Description of the task>
Rewrite the lines of the material below starting at "See the UI screenshot above and locate the multi-lane" and ending at "0 0 997 665", changing "motorway" to "freeway" and leaving everything else as it is.

Data entries>
--- Begin ---

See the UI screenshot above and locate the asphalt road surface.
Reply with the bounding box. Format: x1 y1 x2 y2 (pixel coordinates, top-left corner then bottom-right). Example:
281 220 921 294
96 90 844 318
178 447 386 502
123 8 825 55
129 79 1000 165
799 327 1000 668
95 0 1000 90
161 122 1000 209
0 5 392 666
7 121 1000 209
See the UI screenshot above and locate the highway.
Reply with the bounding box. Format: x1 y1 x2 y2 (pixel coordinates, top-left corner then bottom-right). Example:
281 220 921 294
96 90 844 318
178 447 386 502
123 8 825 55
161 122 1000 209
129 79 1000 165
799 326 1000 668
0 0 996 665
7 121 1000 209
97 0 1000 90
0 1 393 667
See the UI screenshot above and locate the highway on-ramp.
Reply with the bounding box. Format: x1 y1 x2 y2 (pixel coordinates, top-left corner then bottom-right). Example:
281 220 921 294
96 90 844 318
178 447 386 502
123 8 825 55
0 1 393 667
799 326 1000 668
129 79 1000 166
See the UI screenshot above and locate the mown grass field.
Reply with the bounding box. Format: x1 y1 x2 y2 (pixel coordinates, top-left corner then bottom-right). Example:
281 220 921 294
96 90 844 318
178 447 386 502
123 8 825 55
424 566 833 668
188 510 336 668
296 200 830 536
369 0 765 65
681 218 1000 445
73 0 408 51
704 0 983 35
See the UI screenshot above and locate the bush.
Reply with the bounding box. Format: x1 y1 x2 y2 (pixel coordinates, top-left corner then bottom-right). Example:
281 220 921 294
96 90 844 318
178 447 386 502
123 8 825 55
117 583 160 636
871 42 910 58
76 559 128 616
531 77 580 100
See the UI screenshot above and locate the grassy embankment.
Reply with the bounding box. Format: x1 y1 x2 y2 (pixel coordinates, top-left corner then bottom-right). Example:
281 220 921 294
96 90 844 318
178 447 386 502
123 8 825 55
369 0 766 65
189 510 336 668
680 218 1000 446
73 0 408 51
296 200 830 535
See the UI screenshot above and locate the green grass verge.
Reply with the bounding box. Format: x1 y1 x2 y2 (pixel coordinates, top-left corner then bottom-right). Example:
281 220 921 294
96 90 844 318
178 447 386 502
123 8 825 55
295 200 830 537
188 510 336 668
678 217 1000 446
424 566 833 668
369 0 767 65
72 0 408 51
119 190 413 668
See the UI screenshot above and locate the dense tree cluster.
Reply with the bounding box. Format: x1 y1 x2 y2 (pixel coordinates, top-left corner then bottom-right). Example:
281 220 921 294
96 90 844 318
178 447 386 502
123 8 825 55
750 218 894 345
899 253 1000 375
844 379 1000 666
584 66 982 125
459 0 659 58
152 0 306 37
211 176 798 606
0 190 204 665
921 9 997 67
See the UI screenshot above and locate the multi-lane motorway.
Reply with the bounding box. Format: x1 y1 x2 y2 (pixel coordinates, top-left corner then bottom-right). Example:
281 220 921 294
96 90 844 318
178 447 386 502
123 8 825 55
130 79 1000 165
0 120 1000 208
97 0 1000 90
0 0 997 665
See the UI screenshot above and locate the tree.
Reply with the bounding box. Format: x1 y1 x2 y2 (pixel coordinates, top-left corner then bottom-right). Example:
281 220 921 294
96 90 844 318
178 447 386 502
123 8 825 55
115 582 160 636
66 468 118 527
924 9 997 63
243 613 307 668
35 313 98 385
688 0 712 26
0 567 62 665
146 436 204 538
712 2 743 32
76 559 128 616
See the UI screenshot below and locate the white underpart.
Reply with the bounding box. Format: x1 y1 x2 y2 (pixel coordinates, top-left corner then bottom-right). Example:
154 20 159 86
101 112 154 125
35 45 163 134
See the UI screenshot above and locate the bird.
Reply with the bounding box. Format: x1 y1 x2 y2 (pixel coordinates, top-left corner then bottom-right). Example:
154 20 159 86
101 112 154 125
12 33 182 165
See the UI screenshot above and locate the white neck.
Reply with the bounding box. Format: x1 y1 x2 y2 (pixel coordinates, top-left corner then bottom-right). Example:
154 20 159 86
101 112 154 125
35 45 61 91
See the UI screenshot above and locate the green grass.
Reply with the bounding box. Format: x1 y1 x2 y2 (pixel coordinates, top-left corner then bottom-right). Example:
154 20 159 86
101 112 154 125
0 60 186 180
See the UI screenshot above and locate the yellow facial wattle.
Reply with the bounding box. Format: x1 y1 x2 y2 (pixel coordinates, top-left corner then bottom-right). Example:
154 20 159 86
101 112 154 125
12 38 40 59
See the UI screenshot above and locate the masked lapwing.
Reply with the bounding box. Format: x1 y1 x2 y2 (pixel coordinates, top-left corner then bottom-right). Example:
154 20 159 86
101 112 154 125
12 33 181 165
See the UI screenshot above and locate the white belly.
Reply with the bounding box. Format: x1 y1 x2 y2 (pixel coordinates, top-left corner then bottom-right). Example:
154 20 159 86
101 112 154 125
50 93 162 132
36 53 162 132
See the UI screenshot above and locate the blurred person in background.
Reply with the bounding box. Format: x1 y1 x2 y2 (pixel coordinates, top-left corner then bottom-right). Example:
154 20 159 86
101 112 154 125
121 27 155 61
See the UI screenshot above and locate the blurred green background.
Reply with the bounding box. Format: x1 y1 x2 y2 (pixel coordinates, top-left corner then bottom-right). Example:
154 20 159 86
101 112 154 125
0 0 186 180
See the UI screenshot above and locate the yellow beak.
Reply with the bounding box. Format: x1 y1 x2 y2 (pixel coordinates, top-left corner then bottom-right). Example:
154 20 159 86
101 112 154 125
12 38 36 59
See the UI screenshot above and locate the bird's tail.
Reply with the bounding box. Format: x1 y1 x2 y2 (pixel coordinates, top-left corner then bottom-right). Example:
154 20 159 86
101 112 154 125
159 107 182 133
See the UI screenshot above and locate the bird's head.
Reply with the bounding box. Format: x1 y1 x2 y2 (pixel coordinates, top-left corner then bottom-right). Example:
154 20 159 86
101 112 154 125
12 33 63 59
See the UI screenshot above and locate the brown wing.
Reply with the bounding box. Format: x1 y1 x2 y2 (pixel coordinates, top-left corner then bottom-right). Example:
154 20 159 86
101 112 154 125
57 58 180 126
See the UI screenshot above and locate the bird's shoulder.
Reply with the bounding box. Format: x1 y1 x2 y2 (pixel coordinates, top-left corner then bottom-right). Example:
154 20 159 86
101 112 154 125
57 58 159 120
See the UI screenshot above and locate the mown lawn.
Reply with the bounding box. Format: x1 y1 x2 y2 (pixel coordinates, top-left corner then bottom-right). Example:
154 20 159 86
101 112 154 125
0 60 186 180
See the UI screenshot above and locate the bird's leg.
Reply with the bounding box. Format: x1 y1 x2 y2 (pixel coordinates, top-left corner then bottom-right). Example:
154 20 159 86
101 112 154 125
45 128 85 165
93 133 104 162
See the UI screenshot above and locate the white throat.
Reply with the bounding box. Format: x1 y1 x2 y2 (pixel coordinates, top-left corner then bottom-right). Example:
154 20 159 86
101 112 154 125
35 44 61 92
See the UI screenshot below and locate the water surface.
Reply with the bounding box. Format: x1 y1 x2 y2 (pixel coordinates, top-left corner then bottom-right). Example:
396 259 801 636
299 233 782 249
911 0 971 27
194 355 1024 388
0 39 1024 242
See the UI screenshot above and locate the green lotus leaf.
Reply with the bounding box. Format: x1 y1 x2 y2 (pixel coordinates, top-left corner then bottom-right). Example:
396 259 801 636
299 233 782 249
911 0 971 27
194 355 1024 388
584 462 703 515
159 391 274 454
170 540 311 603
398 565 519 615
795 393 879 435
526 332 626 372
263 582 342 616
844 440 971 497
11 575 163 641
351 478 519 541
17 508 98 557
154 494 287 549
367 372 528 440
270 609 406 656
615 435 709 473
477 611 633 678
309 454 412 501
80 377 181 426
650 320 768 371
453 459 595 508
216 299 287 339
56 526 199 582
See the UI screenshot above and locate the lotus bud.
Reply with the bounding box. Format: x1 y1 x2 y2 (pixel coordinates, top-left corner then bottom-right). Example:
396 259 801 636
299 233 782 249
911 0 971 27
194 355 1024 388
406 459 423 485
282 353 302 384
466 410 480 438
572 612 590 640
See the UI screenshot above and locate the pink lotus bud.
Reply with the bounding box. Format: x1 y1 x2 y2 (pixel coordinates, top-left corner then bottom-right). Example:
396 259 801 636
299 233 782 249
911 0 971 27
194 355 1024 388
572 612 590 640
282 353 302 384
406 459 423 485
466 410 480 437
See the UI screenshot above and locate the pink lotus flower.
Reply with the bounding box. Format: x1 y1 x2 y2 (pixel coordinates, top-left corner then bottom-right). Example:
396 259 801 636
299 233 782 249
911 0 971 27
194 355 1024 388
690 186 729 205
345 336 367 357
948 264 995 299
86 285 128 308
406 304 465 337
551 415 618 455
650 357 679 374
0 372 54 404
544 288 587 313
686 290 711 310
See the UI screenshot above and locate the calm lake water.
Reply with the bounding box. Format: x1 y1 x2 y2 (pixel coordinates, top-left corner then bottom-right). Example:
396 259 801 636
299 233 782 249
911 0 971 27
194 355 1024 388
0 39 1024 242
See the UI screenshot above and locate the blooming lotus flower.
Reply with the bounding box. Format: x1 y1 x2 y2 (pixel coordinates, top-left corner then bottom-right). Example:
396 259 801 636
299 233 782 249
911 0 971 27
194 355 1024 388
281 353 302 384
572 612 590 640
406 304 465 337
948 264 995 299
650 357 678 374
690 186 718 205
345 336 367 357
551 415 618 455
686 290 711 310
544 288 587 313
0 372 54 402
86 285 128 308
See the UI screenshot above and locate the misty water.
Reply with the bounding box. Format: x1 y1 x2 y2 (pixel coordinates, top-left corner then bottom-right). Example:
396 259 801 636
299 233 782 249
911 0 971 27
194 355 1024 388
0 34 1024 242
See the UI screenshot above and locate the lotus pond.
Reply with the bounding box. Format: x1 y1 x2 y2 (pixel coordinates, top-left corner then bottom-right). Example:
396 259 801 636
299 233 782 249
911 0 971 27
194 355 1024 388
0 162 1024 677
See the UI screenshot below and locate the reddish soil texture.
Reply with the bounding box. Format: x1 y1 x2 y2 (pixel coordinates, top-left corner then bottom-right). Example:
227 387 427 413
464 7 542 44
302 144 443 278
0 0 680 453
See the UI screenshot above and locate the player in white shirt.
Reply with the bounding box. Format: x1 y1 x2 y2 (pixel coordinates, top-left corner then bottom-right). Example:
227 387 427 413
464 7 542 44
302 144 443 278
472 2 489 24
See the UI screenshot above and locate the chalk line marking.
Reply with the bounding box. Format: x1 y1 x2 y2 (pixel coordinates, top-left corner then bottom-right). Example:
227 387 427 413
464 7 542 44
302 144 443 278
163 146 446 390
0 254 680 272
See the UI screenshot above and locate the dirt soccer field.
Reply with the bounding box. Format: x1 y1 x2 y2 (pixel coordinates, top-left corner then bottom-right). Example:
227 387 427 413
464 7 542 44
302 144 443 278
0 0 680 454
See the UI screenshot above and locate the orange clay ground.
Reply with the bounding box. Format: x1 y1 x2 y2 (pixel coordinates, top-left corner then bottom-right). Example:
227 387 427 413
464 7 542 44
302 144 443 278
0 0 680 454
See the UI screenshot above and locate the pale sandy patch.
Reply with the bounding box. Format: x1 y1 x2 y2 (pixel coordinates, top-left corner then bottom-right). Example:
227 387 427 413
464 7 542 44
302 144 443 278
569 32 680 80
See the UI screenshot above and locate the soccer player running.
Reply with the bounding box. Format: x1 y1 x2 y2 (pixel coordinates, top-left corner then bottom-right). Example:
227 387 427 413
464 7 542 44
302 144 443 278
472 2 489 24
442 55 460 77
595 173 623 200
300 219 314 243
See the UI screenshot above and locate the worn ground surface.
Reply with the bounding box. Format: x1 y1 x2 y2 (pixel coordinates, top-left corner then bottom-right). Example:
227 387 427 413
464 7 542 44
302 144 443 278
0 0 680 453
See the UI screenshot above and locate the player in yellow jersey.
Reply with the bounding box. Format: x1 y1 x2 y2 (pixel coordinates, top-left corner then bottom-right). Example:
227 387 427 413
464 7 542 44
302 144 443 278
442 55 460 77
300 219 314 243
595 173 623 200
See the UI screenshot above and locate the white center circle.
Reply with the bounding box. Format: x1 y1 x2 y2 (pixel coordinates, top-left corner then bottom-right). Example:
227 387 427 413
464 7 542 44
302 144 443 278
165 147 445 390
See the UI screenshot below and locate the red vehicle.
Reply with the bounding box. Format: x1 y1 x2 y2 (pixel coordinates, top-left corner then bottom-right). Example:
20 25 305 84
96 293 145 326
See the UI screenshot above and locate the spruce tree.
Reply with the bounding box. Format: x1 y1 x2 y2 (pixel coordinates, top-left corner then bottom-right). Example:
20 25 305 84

--- End ---

Final answer>
See the UI screenshot above and locate the multi-lane freeway.
Reply with the bounding box. Format: x1 y1 x2 y2 (pixel coordinates, top-left corner then bottom-right). Example:
281 220 921 294
96 90 844 318
178 447 386 502
123 8 825 55
130 79 1000 165
0 120 1000 208
97 0 1000 90
0 0 997 665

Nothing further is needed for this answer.